# Creatine=mood swings?



## Badger (Apr 15, 2003)

A friend of mine saw something on TV one night last week on creatine and in that bit of information (I don't know if it was a news story or something else) there was a comment/statement made that creatine can/will cause mood swings.  Has anyone ever heard anything on this or am I not alone in thinking that this is just a crock of shit?


----------



## RCfootball87 (Apr 15, 2003)

> _*Originally posted by Badger *_
> A friend of mine saw something on TV one night last week on creatine and in that bit of information (I don't know if it was a news story or something else) there was a comment/statement made that creatine can/will cause mood swings.  Has anyone ever heard anything on this or am I not alone in thinking that this is just a crock of shit?



its a massive crock of shit. creatine has no effect on mood swings.  probably another instance of the media confusing the over-exaggerated dangers of steroids with creatine use.  either your friends full of shit, or the news media is still full of shit.


----------



## J'Bo (Apr 15, 2003)

Anything causes mood swings in women, so perhaps that was what they were referring to.


----------



## RCfootball87 (Apr 15, 2003)

^^^^^^^^^^^


----------



## I Are Baboon (Apr 16, 2003)

I seem to get really horny when I stop taking creatine (I stop taking it when mountain bike season gets into full swing).


----------



## Tank316 (Apr 16, 2003)

> _*Originally posted by I Are Baboon *_
> I seem to get really horny when I stop taking creatine (I stop taking it when mountain bike season gets into full swing).


maybe its the cat food you eat


----------



## J'Bo (Apr 16, 2003)

You get really horney after you go off creatine cause you dont feel bloated anymore, therefore you feel more sexual. 

Plus cat food can't help your problem. Perhaps jerky treats night though.


----------



## I Are Baboon (Apr 16, 2003)

> _*Originally posted by Tank316 *_
> maybe its the cat food you eat



Remember, I chickened out on eating the cat food.

I don't really feel bloated while on creatine.  I certainly don't _look_ bloated.


----------



## J'Bo (Apr 16, 2003)

Sure you dont look bloated. HAHA. 

Well watchout chickies when the baboon is off the creatine.


----------



## Twin Peak (Apr 16, 2003)

IAB, its likely your mood because (a)  the weather is changing and (b) you are exciting about the upcoming season.

As to the initial question, its a crock.  They probably also said creatine is a steroid, which I have heard from the "news" and from uninformed perpetuators of garbage.


----------



## Robboe (Apr 16, 2003)

I find the change of season greatly impacts my personality.


----------



## J'Bo (Apr 16, 2003)

For the better i hope


----------



## Robboe (Apr 16, 2003)

Most certainly.

I get sexier too.


----------



## Twin Peak (Apr 16, 2003)

> _*Originally posted by J'Bo *_
> For the better i hope



It can only go one way.


----------



## J'Bo (Apr 16, 2003)

LMAO TP.

You get sexier hey?

# [PROMPT 1]
Copy the records word for word, from the start of the records through the line containing "797,308 -> 1032,535", both ends included.

# [GIVEN ENTRIES]

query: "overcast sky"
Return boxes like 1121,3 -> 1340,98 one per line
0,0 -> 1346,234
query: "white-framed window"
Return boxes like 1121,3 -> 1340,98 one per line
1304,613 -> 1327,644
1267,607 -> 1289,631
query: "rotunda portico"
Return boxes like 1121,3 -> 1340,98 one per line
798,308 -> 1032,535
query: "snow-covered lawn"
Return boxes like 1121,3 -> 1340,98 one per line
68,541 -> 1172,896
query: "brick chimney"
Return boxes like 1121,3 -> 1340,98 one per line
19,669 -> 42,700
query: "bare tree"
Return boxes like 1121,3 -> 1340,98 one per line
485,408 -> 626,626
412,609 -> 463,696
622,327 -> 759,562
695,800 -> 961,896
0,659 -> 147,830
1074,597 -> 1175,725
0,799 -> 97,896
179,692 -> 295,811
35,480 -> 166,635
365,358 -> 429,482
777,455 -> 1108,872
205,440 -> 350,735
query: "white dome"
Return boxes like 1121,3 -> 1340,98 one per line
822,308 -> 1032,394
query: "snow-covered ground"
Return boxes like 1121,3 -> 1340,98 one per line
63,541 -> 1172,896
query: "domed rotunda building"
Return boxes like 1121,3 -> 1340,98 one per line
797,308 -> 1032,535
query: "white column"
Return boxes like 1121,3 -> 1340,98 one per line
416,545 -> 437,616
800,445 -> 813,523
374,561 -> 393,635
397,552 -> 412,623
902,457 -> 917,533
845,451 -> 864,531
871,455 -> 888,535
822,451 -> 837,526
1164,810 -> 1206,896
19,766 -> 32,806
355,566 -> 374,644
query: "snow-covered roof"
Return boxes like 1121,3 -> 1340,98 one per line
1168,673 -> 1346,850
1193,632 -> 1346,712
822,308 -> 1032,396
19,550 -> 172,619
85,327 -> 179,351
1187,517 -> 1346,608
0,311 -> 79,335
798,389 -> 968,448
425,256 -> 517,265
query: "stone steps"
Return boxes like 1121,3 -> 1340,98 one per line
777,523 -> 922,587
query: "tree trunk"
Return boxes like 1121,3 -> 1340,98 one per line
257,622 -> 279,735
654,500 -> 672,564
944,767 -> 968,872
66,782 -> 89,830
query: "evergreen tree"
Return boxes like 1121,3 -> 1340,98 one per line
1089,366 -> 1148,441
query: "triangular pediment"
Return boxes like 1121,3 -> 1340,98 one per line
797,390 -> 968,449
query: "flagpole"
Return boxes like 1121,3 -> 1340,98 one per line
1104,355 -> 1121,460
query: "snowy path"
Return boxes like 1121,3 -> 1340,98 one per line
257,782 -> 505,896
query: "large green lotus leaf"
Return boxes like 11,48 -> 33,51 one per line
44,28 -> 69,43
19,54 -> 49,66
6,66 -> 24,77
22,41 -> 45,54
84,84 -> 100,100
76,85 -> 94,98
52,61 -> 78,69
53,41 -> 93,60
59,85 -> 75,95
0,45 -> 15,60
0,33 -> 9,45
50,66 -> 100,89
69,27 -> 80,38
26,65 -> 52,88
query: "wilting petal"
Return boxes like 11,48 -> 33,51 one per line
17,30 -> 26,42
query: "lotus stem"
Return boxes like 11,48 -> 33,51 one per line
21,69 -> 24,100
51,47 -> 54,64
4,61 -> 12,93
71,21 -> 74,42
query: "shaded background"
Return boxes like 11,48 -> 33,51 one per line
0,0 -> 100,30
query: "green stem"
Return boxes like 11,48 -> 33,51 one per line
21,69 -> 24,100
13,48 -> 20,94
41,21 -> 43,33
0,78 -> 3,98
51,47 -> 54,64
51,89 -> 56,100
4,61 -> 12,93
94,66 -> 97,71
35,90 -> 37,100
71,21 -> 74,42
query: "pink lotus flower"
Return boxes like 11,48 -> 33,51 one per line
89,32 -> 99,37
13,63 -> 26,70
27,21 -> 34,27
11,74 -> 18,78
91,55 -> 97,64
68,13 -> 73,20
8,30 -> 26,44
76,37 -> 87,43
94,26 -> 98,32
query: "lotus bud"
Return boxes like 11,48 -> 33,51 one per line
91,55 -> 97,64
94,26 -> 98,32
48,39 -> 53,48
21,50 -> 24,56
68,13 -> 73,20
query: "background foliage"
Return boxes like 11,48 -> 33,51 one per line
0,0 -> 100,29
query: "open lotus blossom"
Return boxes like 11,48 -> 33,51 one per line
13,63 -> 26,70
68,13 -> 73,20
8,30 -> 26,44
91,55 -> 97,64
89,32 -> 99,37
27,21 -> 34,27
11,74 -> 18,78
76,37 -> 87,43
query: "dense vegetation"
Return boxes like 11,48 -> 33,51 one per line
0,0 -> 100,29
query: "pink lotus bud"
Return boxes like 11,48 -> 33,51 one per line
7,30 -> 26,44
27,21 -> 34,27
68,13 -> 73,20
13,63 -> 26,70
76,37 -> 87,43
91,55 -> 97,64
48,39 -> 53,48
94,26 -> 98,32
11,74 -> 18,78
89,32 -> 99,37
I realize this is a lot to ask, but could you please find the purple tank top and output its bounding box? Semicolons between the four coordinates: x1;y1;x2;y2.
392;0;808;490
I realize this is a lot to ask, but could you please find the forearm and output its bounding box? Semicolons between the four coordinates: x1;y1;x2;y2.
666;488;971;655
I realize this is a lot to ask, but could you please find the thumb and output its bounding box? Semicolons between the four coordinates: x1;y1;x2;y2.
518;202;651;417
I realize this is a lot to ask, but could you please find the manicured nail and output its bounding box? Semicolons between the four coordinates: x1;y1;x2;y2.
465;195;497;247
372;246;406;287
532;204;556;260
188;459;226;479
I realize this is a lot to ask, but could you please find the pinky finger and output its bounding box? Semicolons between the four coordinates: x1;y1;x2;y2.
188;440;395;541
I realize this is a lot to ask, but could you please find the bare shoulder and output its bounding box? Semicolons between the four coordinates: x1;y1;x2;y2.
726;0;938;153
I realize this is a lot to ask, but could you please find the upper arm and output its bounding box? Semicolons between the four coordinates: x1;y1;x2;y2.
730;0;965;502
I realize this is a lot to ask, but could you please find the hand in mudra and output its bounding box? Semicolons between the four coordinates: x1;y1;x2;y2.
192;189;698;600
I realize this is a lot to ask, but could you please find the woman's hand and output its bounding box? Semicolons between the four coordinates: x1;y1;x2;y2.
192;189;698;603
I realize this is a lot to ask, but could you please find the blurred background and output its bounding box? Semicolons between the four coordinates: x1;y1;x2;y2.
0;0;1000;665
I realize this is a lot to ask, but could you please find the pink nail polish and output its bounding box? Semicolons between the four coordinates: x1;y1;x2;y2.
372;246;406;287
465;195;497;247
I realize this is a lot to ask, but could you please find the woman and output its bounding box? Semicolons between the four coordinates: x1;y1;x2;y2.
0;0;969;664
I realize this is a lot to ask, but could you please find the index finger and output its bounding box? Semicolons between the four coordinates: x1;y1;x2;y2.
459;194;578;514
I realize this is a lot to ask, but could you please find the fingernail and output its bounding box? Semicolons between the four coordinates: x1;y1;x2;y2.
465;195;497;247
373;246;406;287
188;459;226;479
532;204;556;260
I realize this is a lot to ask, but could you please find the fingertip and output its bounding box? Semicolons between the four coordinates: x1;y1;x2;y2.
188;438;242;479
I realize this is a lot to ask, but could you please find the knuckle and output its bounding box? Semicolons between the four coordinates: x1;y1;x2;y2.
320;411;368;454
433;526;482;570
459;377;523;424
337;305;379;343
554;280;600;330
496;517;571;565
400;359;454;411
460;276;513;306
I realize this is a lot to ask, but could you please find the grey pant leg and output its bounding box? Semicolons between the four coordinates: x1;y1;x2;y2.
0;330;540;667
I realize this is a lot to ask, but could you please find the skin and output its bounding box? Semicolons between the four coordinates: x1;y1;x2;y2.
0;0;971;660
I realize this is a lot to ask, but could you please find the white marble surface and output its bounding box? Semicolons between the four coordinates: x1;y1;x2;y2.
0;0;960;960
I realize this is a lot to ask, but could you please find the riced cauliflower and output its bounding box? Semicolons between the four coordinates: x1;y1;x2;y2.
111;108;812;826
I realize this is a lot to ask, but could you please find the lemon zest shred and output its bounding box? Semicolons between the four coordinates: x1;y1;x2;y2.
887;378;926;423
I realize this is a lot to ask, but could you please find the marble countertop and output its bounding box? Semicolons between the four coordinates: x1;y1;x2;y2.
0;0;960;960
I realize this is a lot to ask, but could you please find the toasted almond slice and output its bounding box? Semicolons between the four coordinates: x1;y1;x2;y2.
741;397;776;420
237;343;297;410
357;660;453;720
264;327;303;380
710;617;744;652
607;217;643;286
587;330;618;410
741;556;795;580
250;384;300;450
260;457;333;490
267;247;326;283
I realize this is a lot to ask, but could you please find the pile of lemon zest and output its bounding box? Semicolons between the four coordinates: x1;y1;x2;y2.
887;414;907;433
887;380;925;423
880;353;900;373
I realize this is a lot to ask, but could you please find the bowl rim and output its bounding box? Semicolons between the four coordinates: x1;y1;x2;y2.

# [PROMPT 2]
Answer these questions about the creatine thread.
(a) Whose dangers does RCfootball87 think the media may be confusing with creatine use?
(b) When does I Are Baboon stop taking creatine?
(c) What two reasons does Twin Peak give for IAB's mood?

# [WORKED SOLUTION 1]
query: "overcast sky"
Return boxes like 1121,3 -> 1340,98 one per line
0,0 -> 1346,234
query: "white-framed window"
Return boxes like 1121,3 -> 1340,98 one per line
1304,613 -> 1327,644
1267,607 -> 1289,631
query: "rotunda portico"
Return boxes like 1121,3 -> 1340,98 one per line
798,308 -> 1032,535
query: "snow-covered lawn"
Return boxes like 1121,3 -> 1340,98 one per line
68,541 -> 1172,896
query: "brick chimney"
Return boxes like 1121,3 -> 1340,98 one per line
19,669 -> 42,700
query: "bare tree"
Return boxes like 1121,3 -> 1340,98 one per line
485,408 -> 626,626
412,609 -> 463,696
622,327 -> 759,562
695,800 -> 961,896
0,659 -> 147,830
1074,597 -> 1175,725
0,799 -> 97,896
179,692 -> 295,811
35,480 -> 166,635
365,358 -> 429,482
777,455 -> 1108,872
205,440 -> 350,735
query: "white dome"
Return boxes like 1121,3 -> 1340,98 one per line
822,308 -> 1032,394
query: "snow-covered ground"
Return boxes like 1121,3 -> 1340,98 one per line
63,541 -> 1172,896
query: "domed rotunda building"
Return boxes like 1121,3 -> 1340,98 one per line
797,308 -> 1032,535

# [WORKED SOLUTION 2]
(a) Steroids.
(b) When mountain bike season gets into full swing.
(c) The weather is changing, and IAB is excited about the upcoming season.